*抜粋文*.
2007年02月06日

●帯研(第49回)

帯研参加者の高橋さんが、ついにロシア語初心者向けに露英和でアネクドートを自分のサイト「アネクドートの小窓 (http://anecdotenokomado.blog92.fc2.com/)」に掲載を始めた。同氏にはこの他に〔英語徒然日記~nikitaの窓~(http://d.hatena.ne.jp/nikita-diary/)〕というサイトもある。ロシア語(特に会話)が上達するためには、アネクドートが一番というのが私の持論であり、和文だけではなく、露和英で記載することにより、世界に発信することになったわけで慶賀に耐えない。ロシア語の原文があるので、誤訳があるかどうか多くの人にチェックされているわけだが、間違ったらすぐ訂正すればよいと思う。こういう風にロシアの大衆文化の紹介を世界(私はせいぜい日本だけだからうらやましい限りである)に発信するという試みは高く評価したい。世界とは言わず、日本国内で十分なので後に続かれる方が出ることを心から祈っている。

*提示資料*.
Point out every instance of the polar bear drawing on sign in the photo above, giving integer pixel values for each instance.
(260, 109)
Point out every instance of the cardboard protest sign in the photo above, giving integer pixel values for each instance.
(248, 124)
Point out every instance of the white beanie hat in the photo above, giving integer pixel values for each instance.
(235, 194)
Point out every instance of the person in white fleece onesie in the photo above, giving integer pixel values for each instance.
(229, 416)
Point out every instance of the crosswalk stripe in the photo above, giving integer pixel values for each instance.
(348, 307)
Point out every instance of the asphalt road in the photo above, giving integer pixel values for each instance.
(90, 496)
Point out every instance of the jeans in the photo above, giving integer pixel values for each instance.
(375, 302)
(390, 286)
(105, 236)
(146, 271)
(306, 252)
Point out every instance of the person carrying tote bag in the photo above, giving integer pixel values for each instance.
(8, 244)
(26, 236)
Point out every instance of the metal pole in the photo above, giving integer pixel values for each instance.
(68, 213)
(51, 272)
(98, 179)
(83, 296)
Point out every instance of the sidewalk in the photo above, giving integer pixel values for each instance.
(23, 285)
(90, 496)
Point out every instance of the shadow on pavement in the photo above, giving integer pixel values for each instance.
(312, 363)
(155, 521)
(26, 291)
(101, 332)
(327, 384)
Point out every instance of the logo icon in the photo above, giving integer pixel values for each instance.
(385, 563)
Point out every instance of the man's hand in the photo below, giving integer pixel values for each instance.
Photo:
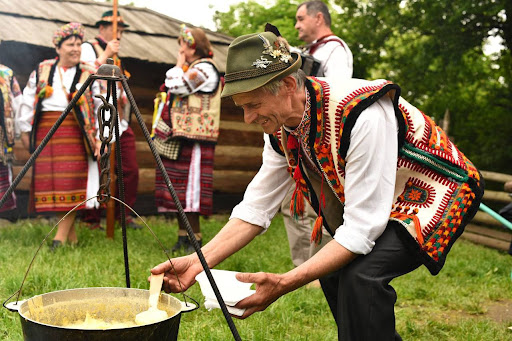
(186, 268)
(269, 287)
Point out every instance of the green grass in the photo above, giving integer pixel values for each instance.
(451, 306)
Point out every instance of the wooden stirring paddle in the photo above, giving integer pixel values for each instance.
(153, 314)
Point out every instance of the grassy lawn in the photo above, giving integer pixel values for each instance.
(458, 304)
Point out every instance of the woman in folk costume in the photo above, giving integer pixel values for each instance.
(191, 115)
(10, 101)
(65, 173)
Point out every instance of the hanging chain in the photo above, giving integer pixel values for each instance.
(103, 122)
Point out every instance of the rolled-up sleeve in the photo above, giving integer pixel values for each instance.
(264, 194)
(370, 175)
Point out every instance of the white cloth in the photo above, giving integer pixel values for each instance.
(369, 183)
(193, 194)
(336, 61)
(231, 290)
(16, 105)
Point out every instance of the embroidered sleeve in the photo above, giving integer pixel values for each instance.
(27, 105)
(201, 77)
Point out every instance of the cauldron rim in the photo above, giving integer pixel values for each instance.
(23, 303)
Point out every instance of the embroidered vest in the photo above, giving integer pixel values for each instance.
(437, 189)
(83, 111)
(196, 116)
(9, 89)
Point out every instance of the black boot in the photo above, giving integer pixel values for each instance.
(182, 243)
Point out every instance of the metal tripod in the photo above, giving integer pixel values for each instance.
(112, 74)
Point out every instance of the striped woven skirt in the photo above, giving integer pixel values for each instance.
(191, 176)
(5, 182)
(59, 180)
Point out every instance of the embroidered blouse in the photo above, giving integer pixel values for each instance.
(58, 101)
(202, 77)
(369, 182)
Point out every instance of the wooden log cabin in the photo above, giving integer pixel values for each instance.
(149, 49)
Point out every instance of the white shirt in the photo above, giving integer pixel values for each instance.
(370, 175)
(58, 101)
(336, 61)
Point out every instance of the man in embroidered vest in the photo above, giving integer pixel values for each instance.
(10, 101)
(314, 28)
(388, 184)
(335, 61)
(96, 51)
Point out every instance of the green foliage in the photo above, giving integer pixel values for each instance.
(451, 306)
(432, 48)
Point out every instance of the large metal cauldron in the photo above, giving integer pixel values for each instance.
(44, 317)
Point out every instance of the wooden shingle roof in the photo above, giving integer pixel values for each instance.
(151, 36)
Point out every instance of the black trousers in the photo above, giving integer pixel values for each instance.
(359, 295)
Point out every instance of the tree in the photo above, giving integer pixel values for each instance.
(432, 48)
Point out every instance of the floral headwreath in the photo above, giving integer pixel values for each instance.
(186, 35)
(73, 28)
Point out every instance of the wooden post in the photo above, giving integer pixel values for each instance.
(111, 204)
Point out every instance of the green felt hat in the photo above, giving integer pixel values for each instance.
(107, 18)
(256, 59)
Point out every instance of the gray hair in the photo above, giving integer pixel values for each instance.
(274, 86)
(313, 7)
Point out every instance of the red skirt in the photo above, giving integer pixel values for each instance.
(181, 173)
(59, 180)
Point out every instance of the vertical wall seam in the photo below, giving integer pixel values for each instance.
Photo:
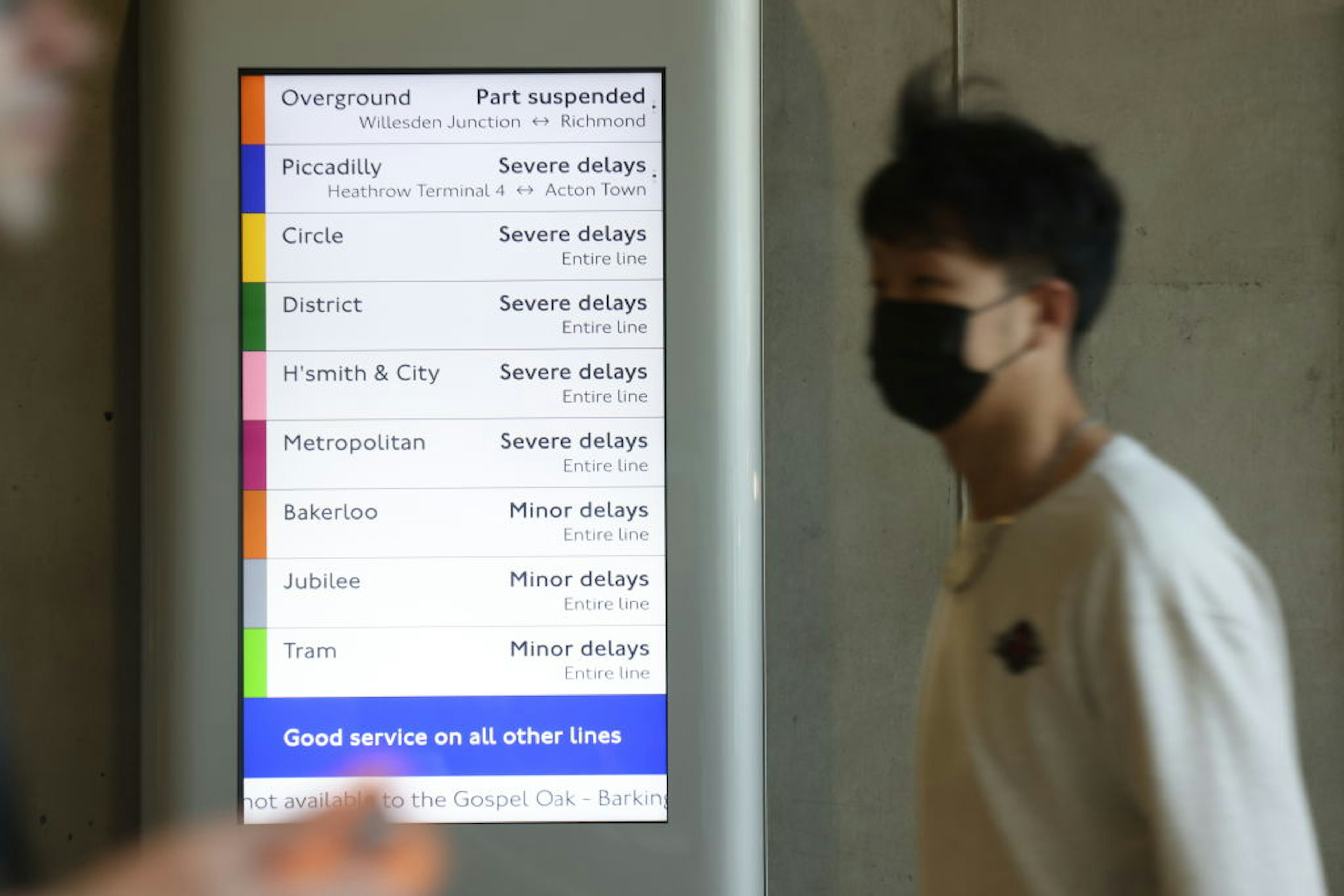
(960, 484)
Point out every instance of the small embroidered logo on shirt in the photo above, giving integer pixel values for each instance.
(1019, 648)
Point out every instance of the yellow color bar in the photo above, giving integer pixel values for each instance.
(254, 249)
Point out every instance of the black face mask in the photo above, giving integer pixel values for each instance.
(917, 360)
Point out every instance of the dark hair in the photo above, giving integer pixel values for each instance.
(1041, 207)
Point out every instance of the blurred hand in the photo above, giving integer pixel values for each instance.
(346, 852)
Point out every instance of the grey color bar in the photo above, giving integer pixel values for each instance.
(254, 594)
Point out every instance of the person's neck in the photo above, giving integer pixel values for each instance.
(1004, 456)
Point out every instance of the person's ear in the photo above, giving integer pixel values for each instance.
(1057, 308)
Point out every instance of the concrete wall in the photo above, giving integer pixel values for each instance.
(69, 486)
(1221, 350)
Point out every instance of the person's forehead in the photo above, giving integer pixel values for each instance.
(947, 256)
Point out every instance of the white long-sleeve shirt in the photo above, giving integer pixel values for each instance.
(1108, 710)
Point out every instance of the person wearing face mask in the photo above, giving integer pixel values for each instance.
(1107, 700)
(350, 852)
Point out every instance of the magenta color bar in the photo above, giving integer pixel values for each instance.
(254, 456)
(254, 386)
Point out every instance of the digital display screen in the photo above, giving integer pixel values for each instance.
(452, 448)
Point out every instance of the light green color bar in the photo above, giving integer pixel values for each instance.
(254, 663)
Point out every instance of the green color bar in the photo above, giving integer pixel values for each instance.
(254, 318)
(254, 663)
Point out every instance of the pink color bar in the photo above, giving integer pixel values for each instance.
(254, 456)
(254, 386)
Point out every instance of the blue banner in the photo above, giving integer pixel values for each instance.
(421, 737)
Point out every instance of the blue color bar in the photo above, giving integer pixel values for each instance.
(424, 737)
(254, 181)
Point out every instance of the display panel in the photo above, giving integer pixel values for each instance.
(454, 554)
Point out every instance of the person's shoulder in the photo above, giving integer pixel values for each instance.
(1167, 535)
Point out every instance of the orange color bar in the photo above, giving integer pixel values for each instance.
(254, 526)
(254, 109)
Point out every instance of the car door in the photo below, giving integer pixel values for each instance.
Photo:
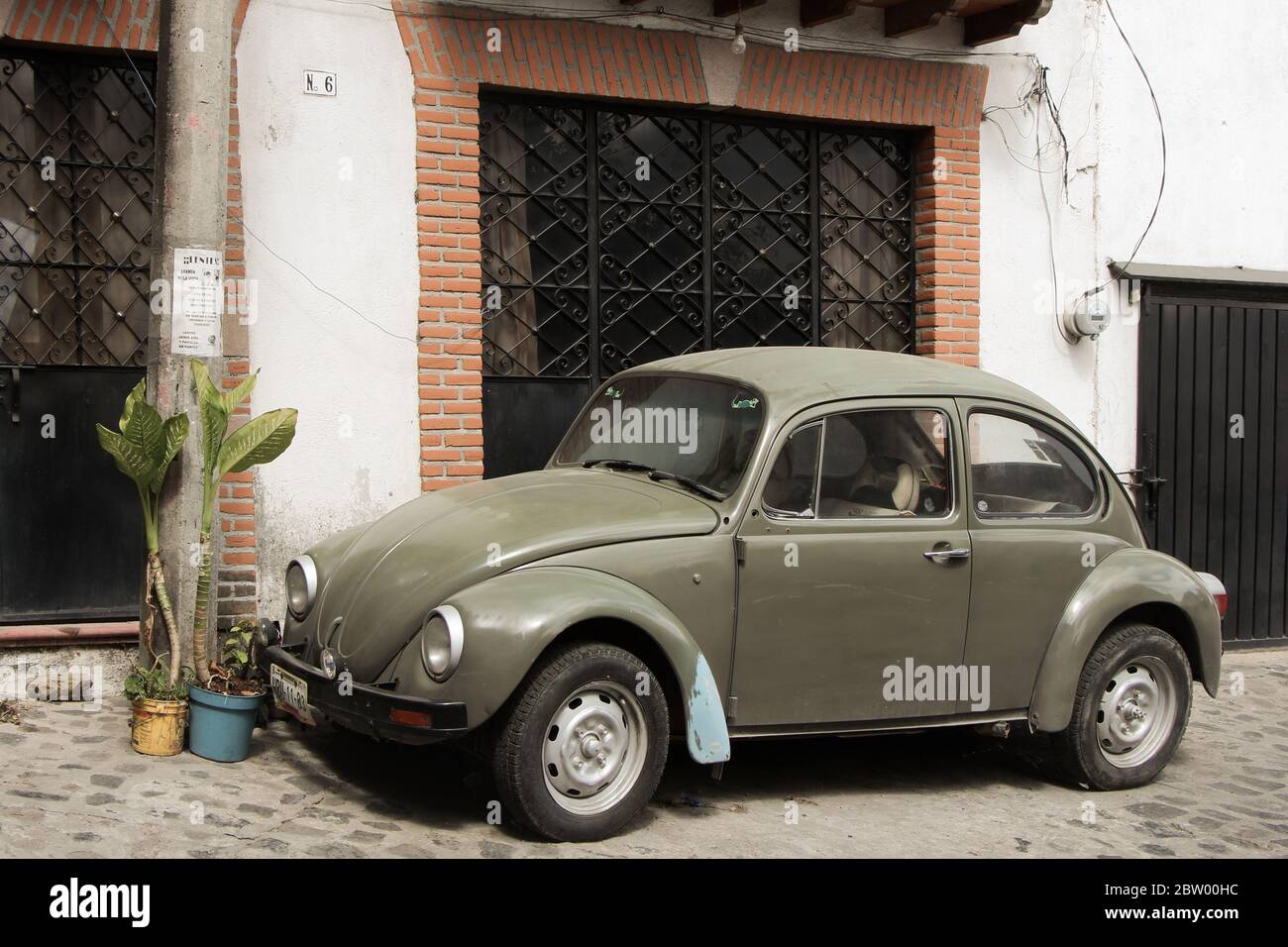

*課題内容*.
抜粋文について、次の問いに短く答えてください。
1. 高橋さんがアネクドートの掲載を始めた自分のサイトの名前は何か。
2. ロシア語(特に会話)の上達には何が一番だというのが筆者の持論か。
3. 間違ったらどうすればよいと筆者は思っているか。

*解答例*.
1. アネクドートの小窓
2. アネクドート
3. すぐ訂正すればよい。